• [What needs to be done]:
Extract and reproduce, unchanged, the lines of the entries below that run from the line containing "white lamp in this photo." through the end of the entries, with both ends included.

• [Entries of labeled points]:
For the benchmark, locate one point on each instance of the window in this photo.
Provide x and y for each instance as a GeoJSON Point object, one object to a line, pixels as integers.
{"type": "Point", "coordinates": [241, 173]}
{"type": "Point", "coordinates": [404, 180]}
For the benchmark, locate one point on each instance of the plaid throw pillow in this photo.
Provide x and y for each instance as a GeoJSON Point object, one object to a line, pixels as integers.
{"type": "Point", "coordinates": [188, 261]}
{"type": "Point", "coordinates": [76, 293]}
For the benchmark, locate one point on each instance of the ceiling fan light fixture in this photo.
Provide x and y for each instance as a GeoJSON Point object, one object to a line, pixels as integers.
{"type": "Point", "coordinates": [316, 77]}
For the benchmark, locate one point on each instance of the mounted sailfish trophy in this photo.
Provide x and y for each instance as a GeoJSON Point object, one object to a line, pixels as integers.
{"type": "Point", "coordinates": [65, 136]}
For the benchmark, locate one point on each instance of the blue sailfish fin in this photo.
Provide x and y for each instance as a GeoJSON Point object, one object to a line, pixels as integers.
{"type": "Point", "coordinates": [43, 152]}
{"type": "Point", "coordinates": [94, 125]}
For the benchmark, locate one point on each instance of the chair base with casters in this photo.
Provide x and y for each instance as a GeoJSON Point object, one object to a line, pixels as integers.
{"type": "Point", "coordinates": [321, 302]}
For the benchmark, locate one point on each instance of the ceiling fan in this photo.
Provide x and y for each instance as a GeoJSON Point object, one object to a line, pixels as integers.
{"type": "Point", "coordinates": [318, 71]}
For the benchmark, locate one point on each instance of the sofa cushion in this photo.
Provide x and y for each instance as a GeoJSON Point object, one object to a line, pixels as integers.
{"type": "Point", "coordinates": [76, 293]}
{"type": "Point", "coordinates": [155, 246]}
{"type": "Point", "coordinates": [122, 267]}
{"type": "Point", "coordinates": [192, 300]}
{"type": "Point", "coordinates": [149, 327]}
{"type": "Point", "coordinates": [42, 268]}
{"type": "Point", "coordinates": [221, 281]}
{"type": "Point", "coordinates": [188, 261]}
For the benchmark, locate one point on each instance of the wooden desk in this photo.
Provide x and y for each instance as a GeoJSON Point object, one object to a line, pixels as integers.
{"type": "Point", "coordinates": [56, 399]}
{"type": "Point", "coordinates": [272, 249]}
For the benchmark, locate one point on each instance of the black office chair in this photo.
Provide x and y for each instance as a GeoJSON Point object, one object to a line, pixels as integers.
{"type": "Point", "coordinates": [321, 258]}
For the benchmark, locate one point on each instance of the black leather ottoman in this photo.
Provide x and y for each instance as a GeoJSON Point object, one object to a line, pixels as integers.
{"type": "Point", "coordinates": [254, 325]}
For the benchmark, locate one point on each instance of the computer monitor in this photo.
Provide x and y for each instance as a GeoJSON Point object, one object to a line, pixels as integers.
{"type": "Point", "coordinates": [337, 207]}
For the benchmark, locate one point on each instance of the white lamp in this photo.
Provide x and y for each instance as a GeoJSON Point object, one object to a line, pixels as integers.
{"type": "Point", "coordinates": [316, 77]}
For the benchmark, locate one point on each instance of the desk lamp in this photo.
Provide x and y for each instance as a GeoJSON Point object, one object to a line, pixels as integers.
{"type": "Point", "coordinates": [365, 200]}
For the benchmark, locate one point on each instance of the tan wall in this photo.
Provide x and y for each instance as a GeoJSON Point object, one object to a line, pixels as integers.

• [Answer in full]:
For the benchmark, locate one point on each instance of the white lamp in this photo.
Provide x and y for each instance as a GeoJSON Point object, one object to a line, pixels as integers.
{"type": "Point", "coordinates": [316, 77]}
For the benchmark, locate one point on each instance of the desk lamp in this photo.
Provide x and y for each instance as a GeoJSON Point object, one object to a line, pixels as integers.
{"type": "Point", "coordinates": [365, 200]}
For the benchmark, locate one point on each instance of the tan wall in this photo.
Provide x and y for each instance as a GeoJSON Point object, one object to a line, pixels as integers.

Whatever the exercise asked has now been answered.